TEXT SEGMENT START
- Born: May 7, 1984 (age 42) Nashville, Tennessee
- Occupations: Writer and activist
- Website: www.marvelynbrown.com

= Marvelyn Brown =

American writer and activist

Marvelyn Brown (born May 7, 1984) is an African-American author and AIDS activist. She is the founder of Marvelous Connections, an HIV/AIDS organization founded in 2006. She wrote the autobiography The Naked Truth: Young, Beautiful and (HIV) Positive, which tells her story as a young heterosexual woman living with HIV. She has delivered public speeches and made public appearances in the United States, Bermuda, Canada, Jamaica, Mexico, the Virgin Islands, South Africa, Tanzania, and Rwanda.

==Early life==
Brown was born on May 7, 1984, in Nashville, Tennessee. She describes in her autobiography that she had regular clashes with her mother, but the two have since reconciled. She has two half-siblings with whom she keeps in contact, but has not actually met them in person due to them living across the country from her.

===HIV diagnosis===
Having little knowledge on HIV, Brown was unaware that the disease could be contracted through heterosexual sex. She was a healthy track and basketball athlete but began showing symptoms of an unknown illness that became critical enough to put her in an intensive-care unit. Doctors were unable to determine the cause of her illness, and Brown began to wonder if she had contracted HIV. She was diagnosed HIV-positive thereafter at the age of 19 in 2003, and discovered she had contracted the virus from her boyfriend at the time. In an interview with The Body, Brown stated "How did I not know that the virus was sexually transmitted? I felt I had been robbed by my community, my school and my church. The mantras I had heard over and over again growing up — 'Don't do drugs; don't get pregnant; don't smoke' — suddenly seemed so worthless. Never had someone mentioned the possibility of me, Marvelyn Brown, contracting HIV from unprotected sex. I had seen it as something only Africans or gay men got."

==HIV/AIDS activism==
Her humanitarian work earned her a 2007 Emmy Award for Outstanding National PSA, and she won the Do Something Award in 2009. She was inducted into The Heroes In The Struggle Photo Exhibit by The Magic Johnson Foundation and The Black AIDS Institute in 2010 and named a Modern Day Black History month hero by BET and was honored by the New Jersey NETS in 2011. She has appeared on The Oprah Winfrey Show, America's Next Top Model, CNN, MTV, BET, and The Tavis Smiley Show. She has also appeared in Newsweek, Ebony Magazine, and Real Health magazines. Her public-service announcement for Think MTV won an Emmy Award. Brown was named one of the Top 25 Heroes of the past twenty-five years of the AIDS epidemic, alongside Alicia Keys, Magic Johnson and Phill Wilson. Her stories had been featured in British publications of Cosmopolitan, Glamour, Pride, and Fabulous Magazine and has been featured on the covers A&U, POZ, and The Ave.
TEXT SEGMENT END
DATA TO EXAMINE START
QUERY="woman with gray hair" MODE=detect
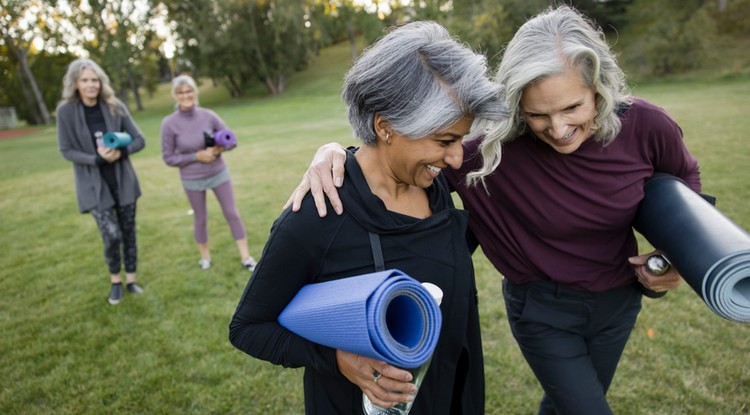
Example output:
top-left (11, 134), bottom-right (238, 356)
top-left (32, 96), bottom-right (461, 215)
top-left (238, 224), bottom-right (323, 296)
DATA TO EXAMINE END
DATA TO EXAMINE START
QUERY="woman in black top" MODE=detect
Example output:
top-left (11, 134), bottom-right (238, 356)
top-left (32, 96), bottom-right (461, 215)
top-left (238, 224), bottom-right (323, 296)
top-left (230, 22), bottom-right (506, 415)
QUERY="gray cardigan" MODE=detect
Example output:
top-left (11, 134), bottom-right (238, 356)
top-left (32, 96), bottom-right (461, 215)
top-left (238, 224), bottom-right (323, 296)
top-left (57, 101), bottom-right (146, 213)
DATA TO EXAMINE END
DATA TO EXAMINE START
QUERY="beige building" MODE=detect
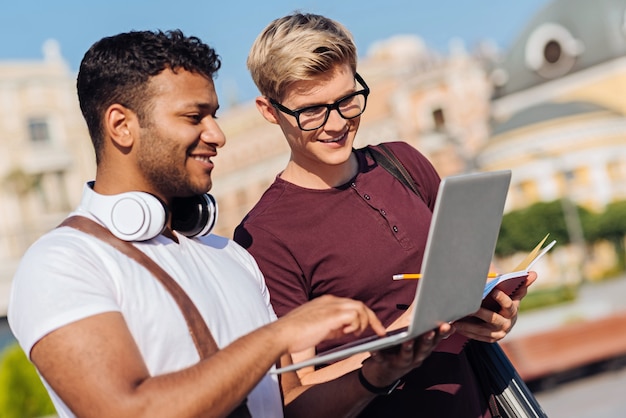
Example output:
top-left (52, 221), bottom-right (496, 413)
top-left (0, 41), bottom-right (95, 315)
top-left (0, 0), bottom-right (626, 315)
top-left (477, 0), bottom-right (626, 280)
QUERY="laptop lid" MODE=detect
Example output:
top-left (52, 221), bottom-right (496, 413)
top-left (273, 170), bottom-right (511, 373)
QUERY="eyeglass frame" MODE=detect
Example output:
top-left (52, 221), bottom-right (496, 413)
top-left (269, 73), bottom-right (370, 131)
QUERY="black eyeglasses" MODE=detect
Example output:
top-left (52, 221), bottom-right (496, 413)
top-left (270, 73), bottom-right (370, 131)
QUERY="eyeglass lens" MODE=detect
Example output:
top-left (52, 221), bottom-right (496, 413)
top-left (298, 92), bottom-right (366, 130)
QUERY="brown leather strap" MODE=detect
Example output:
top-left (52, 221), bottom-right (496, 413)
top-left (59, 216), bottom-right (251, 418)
DATA TO EXAMINE END
**WHAT THE EXERCISE ASKS:** List every television program or network that the Marvelyn Brown profile says she has appeared on.

**RESULT FOR THIS EXERCISE:** The Oprah Winfrey Show, America's Next Top Model, CNN, MTV, BET, The Tavis Smiley Show